::: Dataset extract

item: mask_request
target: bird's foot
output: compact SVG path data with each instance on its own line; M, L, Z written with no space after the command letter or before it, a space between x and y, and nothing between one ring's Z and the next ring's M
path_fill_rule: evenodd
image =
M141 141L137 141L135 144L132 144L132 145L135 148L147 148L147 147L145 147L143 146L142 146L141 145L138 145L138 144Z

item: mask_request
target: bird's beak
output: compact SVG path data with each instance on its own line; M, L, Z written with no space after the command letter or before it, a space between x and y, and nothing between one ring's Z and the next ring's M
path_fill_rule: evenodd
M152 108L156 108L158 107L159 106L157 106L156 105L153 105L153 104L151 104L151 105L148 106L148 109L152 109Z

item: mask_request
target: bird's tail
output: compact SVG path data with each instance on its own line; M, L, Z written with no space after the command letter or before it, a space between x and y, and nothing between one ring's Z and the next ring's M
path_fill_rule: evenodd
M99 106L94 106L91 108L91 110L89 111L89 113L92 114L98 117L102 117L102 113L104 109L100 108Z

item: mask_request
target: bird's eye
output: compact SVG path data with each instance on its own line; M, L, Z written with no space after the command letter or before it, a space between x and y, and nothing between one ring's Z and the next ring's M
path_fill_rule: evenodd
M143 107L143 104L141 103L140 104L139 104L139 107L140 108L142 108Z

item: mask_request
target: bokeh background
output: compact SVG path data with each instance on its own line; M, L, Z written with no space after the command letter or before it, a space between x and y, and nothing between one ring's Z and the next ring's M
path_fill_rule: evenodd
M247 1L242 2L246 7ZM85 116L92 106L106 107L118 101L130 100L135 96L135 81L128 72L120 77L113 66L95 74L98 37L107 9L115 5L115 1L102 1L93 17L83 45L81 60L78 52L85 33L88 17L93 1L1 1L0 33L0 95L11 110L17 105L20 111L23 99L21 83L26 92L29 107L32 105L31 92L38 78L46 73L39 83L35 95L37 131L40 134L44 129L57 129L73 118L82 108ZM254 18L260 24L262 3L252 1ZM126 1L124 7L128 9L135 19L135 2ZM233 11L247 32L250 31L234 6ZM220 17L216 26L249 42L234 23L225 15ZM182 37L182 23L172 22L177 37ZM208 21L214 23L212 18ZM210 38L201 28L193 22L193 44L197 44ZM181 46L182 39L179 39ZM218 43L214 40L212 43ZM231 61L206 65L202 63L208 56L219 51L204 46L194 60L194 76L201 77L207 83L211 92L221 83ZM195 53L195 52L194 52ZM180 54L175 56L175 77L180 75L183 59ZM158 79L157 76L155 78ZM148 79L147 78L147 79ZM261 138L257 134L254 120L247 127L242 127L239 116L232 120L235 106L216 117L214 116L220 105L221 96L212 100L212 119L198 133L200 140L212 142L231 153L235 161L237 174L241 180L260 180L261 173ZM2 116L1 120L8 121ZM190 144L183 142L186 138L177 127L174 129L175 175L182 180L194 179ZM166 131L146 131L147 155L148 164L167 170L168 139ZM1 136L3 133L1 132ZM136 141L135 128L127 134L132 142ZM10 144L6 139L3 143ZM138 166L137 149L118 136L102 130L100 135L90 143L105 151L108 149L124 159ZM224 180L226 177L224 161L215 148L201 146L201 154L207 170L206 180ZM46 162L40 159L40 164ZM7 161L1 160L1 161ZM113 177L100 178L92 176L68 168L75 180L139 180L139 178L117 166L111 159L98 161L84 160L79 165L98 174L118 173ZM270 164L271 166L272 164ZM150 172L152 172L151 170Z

::::::

Task brief:
Copy out all of the records above, line for line, with nothing changed.

Solution for this exercise:
item: mask_request
target: bird's foot
output: compact SVG path data with each instance on its own line; M, L, Z written with no space after the command letter or before it, a space between x and y, and nothing between one ring's Z and the next ring's M
path_fill_rule: evenodd
image =
M141 141L137 141L135 144L132 144L132 145L135 148L147 148L147 147L145 147L143 146L142 146L141 145L138 145L138 144Z

item: mask_request
target: bird's beak
output: compact SVG path data with each instance on its own line; M, L, Z written with no space after the command letter or before it, a space between x and y, and nothing between one ring's Z and the next ring's M
path_fill_rule: evenodd
M152 108L156 108L158 107L159 106L157 106L156 105L153 105L153 104L151 104L151 105L148 106L148 109L152 109Z

item: mask_request
target: bird's tail
output: compact SVG path data with each instance on its own line; M, L, Z written with no space after the command letter or before it, a space between x and y, and nothing between one ring's Z and the next ring's M
path_fill_rule: evenodd
M99 106L94 106L91 108L91 110L89 111L89 113L92 114L98 117L102 117L102 113L104 109L100 108Z

item: mask_request
target: bird's eye
output: compact SVG path data with each instance on its own line; M, L, Z written with no space after the command letter or before it, a space between x and y, and nothing between one ring's Z and the next ring's M
path_fill_rule: evenodd
M143 107L143 104L141 103L140 104L139 104L139 107L140 108L142 108Z

item: mask_request
target: bokeh background
output: compact SVG path data with each instance on its own line; M, L, Z written with no space after the command letter or before it, a space between x and y, and nothing between one ring's Z and the next ring's M
path_fill_rule: evenodd
M247 1L242 2L246 7ZM85 116L92 106L106 107L118 101L130 100L135 96L135 81L128 72L120 77L113 66L95 74L98 37L107 9L115 5L115 1L102 1L93 17L83 45L81 60L78 52L85 33L88 17L93 1L1 1L0 33L0 95L11 110L17 105L20 111L23 99L21 83L26 92L29 107L32 105L31 92L38 78L46 73L39 83L35 95L37 131L40 134L44 129L57 129L73 118L82 108ZM254 18L260 24L262 3L252 1ZM126 1L124 7L128 9L135 19L135 2ZM233 11L247 32L250 31L234 6ZM220 17L216 26L249 42L234 23L225 15ZM182 37L182 23L172 22L177 37ZM208 21L214 23L212 18ZM210 38L201 28L193 22L193 44L197 44ZM181 46L182 39L179 39ZM218 43L214 40L212 43ZM231 61L206 65L202 63L208 56L219 51L204 46L194 60L194 76L201 77L207 83L211 92L221 83ZM195 53L195 52L194 52ZM180 54L175 56L175 77L180 75L183 59ZM158 79L157 76L155 78ZM148 79L147 78L147 79ZM261 138L257 134L254 120L247 127L242 127L239 116L232 120L235 106L216 117L214 116L220 105L221 96L212 100L212 119L198 133L200 140L212 142L231 153L235 161L237 174L241 180L260 180L261 173ZM2 116L1 120L8 121ZM190 144L183 142L186 138L177 127L174 129L175 175L182 180L194 179ZM166 131L146 131L147 155L148 164L167 170L168 139ZM1 136L3 133L1 132ZM136 141L135 128L127 134L132 142ZM10 144L6 139L3 143ZM138 166L137 149L118 136L102 130L100 135L90 143L105 151L108 149L124 159ZM224 180L226 177L224 161L215 148L201 146L201 154L207 170L206 180ZM46 162L40 159L40 164ZM7 161L1 160L1 161ZM113 177L100 178L92 176L68 168L75 180L139 180L139 178L117 166L111 159L98 161L84 160L79 165L98 174L118 173ZM270 164L271 166L272 164ZM150 172L152 172L151 170Z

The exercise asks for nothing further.